(Dataset records)

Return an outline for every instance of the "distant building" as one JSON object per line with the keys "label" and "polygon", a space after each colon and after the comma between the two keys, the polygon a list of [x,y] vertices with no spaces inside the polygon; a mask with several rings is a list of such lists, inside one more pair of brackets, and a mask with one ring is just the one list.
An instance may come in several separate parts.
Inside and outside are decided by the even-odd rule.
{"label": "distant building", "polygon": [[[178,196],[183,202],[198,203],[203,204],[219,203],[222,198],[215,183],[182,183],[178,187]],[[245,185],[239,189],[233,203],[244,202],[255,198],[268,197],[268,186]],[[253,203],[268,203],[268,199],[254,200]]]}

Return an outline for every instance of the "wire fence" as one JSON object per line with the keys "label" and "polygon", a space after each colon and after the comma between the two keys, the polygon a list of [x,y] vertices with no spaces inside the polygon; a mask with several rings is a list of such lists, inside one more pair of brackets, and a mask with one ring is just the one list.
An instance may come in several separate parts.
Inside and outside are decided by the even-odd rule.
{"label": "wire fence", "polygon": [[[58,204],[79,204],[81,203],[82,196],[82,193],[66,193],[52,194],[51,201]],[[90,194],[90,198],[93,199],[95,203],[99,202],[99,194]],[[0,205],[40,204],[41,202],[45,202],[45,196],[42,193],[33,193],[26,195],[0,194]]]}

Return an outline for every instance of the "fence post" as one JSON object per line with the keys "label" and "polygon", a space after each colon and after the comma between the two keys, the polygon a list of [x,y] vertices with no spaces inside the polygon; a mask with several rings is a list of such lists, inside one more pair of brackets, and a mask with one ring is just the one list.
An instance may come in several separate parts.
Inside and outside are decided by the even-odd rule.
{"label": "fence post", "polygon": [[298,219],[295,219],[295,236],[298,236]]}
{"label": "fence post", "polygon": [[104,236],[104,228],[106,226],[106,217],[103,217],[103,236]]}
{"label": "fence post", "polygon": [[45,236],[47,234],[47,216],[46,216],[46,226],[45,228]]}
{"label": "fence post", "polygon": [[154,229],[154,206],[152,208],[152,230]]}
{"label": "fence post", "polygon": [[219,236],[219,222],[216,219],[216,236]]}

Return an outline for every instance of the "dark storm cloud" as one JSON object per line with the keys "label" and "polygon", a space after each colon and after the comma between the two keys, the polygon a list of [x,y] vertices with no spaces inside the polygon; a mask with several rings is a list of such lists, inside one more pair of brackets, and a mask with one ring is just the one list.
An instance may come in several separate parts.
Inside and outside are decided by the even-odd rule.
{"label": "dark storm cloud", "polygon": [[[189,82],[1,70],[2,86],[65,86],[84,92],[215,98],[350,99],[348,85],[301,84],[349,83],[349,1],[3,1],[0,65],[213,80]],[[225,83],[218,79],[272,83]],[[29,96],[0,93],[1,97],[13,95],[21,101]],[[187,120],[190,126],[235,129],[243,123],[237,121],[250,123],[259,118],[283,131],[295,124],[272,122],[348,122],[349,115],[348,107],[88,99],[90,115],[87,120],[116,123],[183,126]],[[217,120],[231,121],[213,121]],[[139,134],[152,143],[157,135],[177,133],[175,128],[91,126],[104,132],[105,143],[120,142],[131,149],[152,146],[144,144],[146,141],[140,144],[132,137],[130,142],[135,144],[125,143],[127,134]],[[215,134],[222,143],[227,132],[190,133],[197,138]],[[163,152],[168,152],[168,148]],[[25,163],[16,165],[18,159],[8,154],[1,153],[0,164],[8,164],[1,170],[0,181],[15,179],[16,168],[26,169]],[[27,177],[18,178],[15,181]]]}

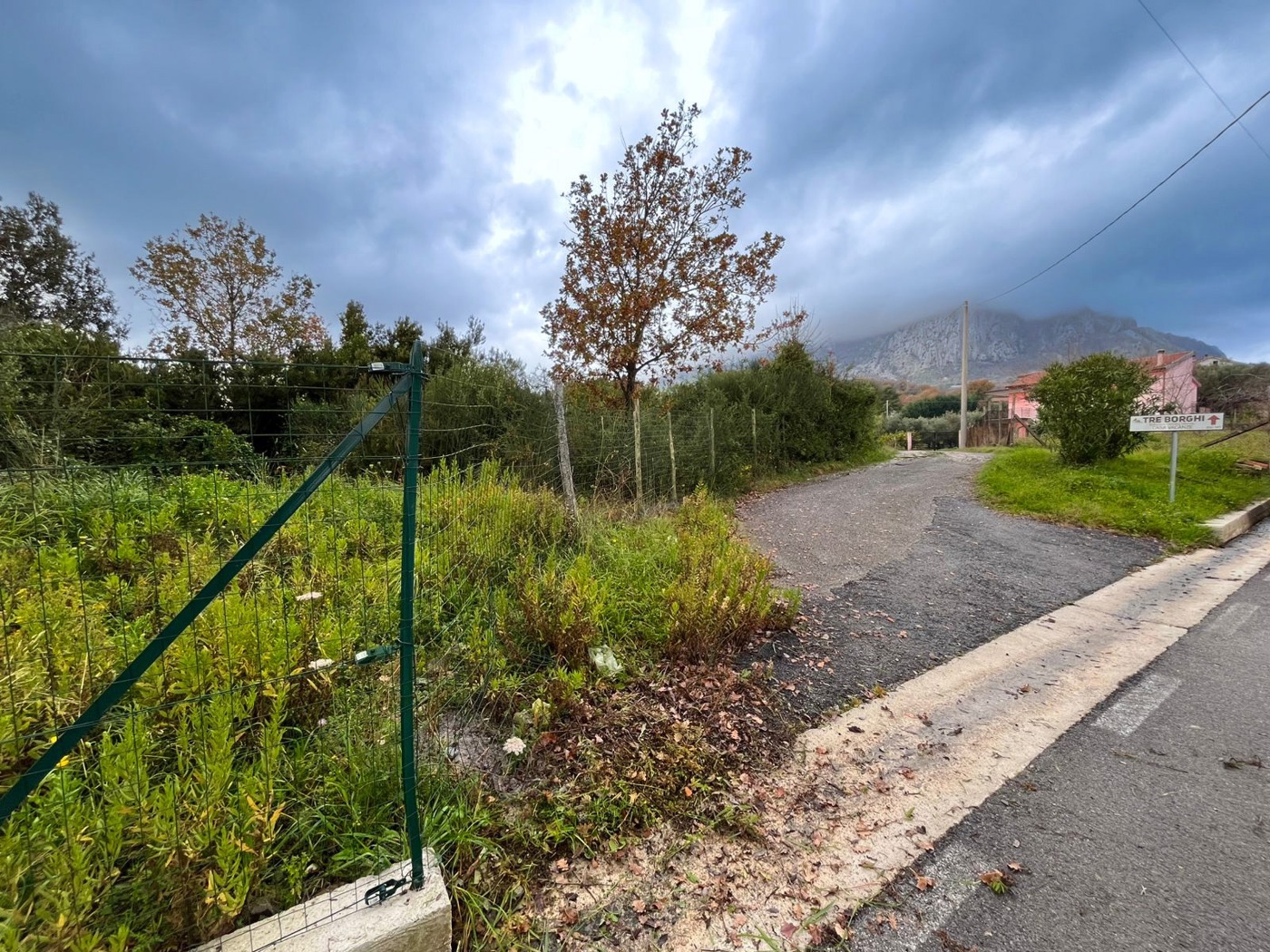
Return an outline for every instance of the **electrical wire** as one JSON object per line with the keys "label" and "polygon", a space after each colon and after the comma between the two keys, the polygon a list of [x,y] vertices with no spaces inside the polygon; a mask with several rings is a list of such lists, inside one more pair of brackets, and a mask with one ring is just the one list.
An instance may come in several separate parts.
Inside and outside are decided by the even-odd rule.
{"label": "electrical wire", "polygon": [[1247,114],[1248,114],[1250,112],[1252,112],[1252,110],[1253,110],[1253,109],[1256,109],[1256,108],[1257,108],[1259,105],[1261,105],[1261,103],[1262,103],[1262,102],[1264,102],[1264,100],[1265,100],[1265,99],[1266,99],[1267,96],[1270,96],[1270,89],[1267,89],[1267,90],[1266,90],[1265,93],[1262,93],[1262,94],[1261,94],[1260,96],[1257,96],[1256,102],[1255,102],[1255,103],[1252,103],[1252,105],[1250,105],[1250,107],[1248,107],[1247,109],[1245,109],[1245,110],[1243,110],[1242,113],[1240,113],[1240,114],[1238,114],[1238,116],[1236,116],[1236,117],[1234,117],[1233,119],[1231,119],[1231,122],[1228,122],[1228,123],[1227,123],[1227,124],[1226,124],[1226,126],[1224,126],[1224,127],[1222,128],[1222,131],[1220,131],[1220,132],[1218,132],[1218,133],[1217,133],[1215,136],[1213,136],[1213,138],[1210,138],[1210,140],[1209,140],[1208,142],[1205,142],[1205,143],[1204,143],[1204,145],[1201,145],[1201,146],[1200,146],[1199,149],[1196,149],[1196,150],[1195,150],[1195,152],[1193,152],[1193,154],[1191,154],[1190,159],[1187,159],[1187,160],[1186,160],[1185,162],[1182,162],[1182,164],[1181,164],[1181,165],[1179,165],[1179,166],[1177,166],[1176,169],[1173,169],[1173,170],[1172,170],[1171,173],[1168,173],[1168,174],[1167,174],[1167,175],[1166,175],[1165,178],[1162,178],[1162,179],[1161,179],[1160,182],[1157,182],[1157,183],[1154,184],[1154,187],[1153,187],[1153,188],[1152,188],[1152,189],[1151,189],[1151,190],[1149,190],[1149,192],[1148,192],[1147,194],[1144,194],[1144,195],[1143,195],[1142,198],[1139,198],[1139,199],[1138,199],[1137,202],[1134,202],[1134,203],[1133,203],[1132,206],[1129,206],[1128,208],[1125,208],[1125,209],[1124,209],[1123,212],[1120,212],[1120,215],[1118,215],[1118,216],[1116,216],[1115,218],[1113,218],[1111,221],[1109,221],[1109,222],[1107,222],[1106,225],[1104,225],[1104,226],[1102,226],[1101,228],[1099,228],[1097,231],[1095,231],[1095,232],[1093,232],[1092,235],[1090,235],[1090,236],[1088,236],[1087,239],[1085,239],[1085,241],[1082,241],[1081,244],[1078,244],[1078,245],[1077,245],[1076,248],[1073,248],[1073,249],[1072,249],[1071,251],[1068,251],[1068,253],[1067,253],[1066,255],[1063,255],[1062,258],[1059,258],[1059,259],[1058,259],[1057,261],[1054,261],[1054,263],[1053,263],[1052,265],[1049,265],[1048,268],[1043,268],[1041,270],[1036,272],[1036,273],[1035,273],[1034,275],[1031,275],[1031,277],[1030,277],[1030,278],[1027,278],[1026,281],[1021,281],[1021,282],[1019,282],[1017,284],[1015,284],[1015,286],[1013,286],[1012,288],[1010,288],[1008,291],[1002,291],[1002,292],[1001,292],[999,294],[993,294],[992,297],[988,297],[988,298],[983,298],[982,301],[978,301],[978,302],[975,302],[975,303],[978,303],[978,305],[987,305],[987,303],[992,303],[993,301],[997,301],[997,300],[999,300],[999,298],[1002,298],[1002,297],[1006,297],[1007,294],[1012,294],[1012,293],[1015,293],[1016,291],[1019,291],[1019,288],[1021,288],[1021,287],[1025,287],[1025,286],[1027,286],[1027,284],[1031,284],[1031,283],[1033,283],[1034,281],[1036,281],[1036,278],[1039,278],[1039,277],[1041,277],[1041,275],[1044,275],[1044,274],[1048,274],[1049,272],[1054,270],[1054,269],[1055,269],[1055,268],[1057,268],[1058,265],[1060,265],[1060,264],[1062,264],[1063,261],[1066,261],[1066,260],[1067,260],[1068,258],[1071,258],[1072,255],[1074,255],[1074,254],[1076,254],[1077,251],[1080,251],[1080,250],[1081,250],[1082,248],[1085,248],[1086,245],[1088,245],[1088,244],[1090,244],[1091,241],[1093,241],[1093,239],[1099,237],[1099,236],[1100,236],[1100,235],[1101,235],[1101,234],[1102,234],[1104,231],[1106,231],[1107,228],[1110,228],[1110,227],[1111,227],[1113,225],[1115,225],[1115,223],[1116,223],[1118,221],[1120,221],[1120,220],[1121,220],[1121,218],[1123,218],[1124,216],[1126,216],[1126,215],[1128,215],[1129,212],[1132,212],[1132,211],[1133,211],[1134,208],[1137,208],[1137,207],[1138,207],[1139,204],[1142,204],[1142,203],[1143,203],[1143,202],[1146,202],[1146,201],[1147,201],[1148,198],[1151,198],[1151,197],[1152,197],[1153,194],[1156,194],[1156,192],[1158,192],[1158,190],[1161,189],[1161,187],[1163,187],[1163,185],[1165,185],[1165,183],[1167,183],[1167,182],[1168,182],[1168,180],[1170,180],[1171,178],[1173,178],[1173,175],[1176,175],[1176,174],[1177,174],[1177,173],[1180,173],[1180,171],[1181,171],[1182,169],[1185,169],[1185,168],[1186,168],[1187,165],[1190,165],[1190,164],[1191,164],[1193,161],[1195,161],[1195,159],[1198,159],[1198,157],[1199,157],[1199,155],[1200,155],[1200,154],[1201,154],[1203,151],[1205,151],[1205,150],[1206,150],[1206,149],[1208,149],[1208,147],[1209,147],[1210,145],[1213,145],[1214,142],[1217,142],[1217,140],[1219,140],[1219,138],[1220,138],[1222,136],[1224,136],[1224,135],[1226,135],[1226,133],[1227,133],[1227,132],[1228,132],[1228,131],[1231,129],[1231,127],[1232,127],[1232,126],[1236,126],[1236,124],[1237,124],[1237,123],[1240,122],[1240,119],[1242,119],[1242,118],[1243,118],[1245,116],[1247,116]]}
{"label": "electrical wire", "polygon": [[[1222,99],[1222,94],[1218,93],[1213,88],[1213,84],[1208,81],[1208,76],[1205,76],[1203,72],[1200,72],[1199,66],[1196,66],[1195,62],[1189,56],[1186,56],[1186,51],[1181,48],[1181,46],[1177,43],[1176,39],[1173,39],[1173,34],[1170,33],[1167,29],[1165,29],[1165,24],[1161,23],[1160,18],[1156,17],[1156,14],[1153,14],[1151,11],[1151,8],[1147,6],[1146,0],[1138,0],[1138,6],[1140,6],[1146,11],[1146,14],[1152,19],[1152,22],[1157,27],[1160,27],[1160,32],[1163,33],[1165,37],[1168,39],[1168,42],[1173,44],[1173,50],[1176,50],[1181,55],[1181,57],[1186,61],[1186,65],[1190,66],[1191,70],[1195,71],[1195,75],[1199,76],[1200,80],[1203,80],[1204,85],[1208,86],[1208,91],[1212,93],[1217,98],[1217,102],[1219,102],[1222,104],[1222,108],[1224,108],[1226,112],[1228,112],[1233,117],[1234,116],[1234,109],[1232,109],[1227,104],[1227,102],[1224,99]],[[1238,119],[1236,119],[1236,122],[1238,122]],[[1252,129],[1250,129],[1242,122],[1240,123],[1240,128],[1243,129],[1245,135],[1252,141],[1252,145],[1255,145],[1261,151],[1261,155],[1264,155],[1266,157],[1266,161],[1270,161],[1270,152],[1267,152],[1266,147],[1264,145],[1261,145],[1261,142],[1257,141],[1256,136],[1252,135]]]}

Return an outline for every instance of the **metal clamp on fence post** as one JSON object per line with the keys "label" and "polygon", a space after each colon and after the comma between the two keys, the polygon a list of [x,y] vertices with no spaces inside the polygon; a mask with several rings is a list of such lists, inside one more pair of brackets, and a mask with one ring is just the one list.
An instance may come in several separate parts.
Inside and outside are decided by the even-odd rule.
{"label": "metal clamp on fence post", "polygon": [[368,906],[378,905],[380,902],[385,902],[395,896],[399,889],[404,889],[409,885],[410,881],[405,877],[400,880],[385,880],[378,886],[371,886],[366,890],[363,899]]}

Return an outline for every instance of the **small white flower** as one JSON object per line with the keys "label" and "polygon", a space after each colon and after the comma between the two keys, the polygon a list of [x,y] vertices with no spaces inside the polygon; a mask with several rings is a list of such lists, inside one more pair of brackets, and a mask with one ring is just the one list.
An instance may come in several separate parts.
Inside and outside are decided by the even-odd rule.
{"label": "small white flower", "polygon": [[525,741],[519,737],[508,737],[503,741],[503,753],[519,757],[525,753]]}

• What is required:
Render everything from the line containing "Return an outline for every instance of the **small" down to the end of the listing as a Markdown table with the columns Row and Line, one line per row, omitting blank lines.

• Correct output:
| Row | Line |
|---|---|
| 1 | Return an outline for every instance of the **small white flower** as one JSON object per line with the keys "label" and "polygon", a space after each colon and after the comma between the two keys, the polygon a list of [x,y] vertices with no spaces inside the polygon; a mask with several rings is a list of such lists, inside one more pair of brackets, and a mask with one ring is just the one list. |
| 2 | An instance may come in several separate parts. |
| 3 | Inside and outside are decided by the even-odd rule. |
| 4 | {"label": "small white flower", "polygon": [[525,741],[519,737],[508,737],[503,741],[503,753],[519,757],[525,753]]} |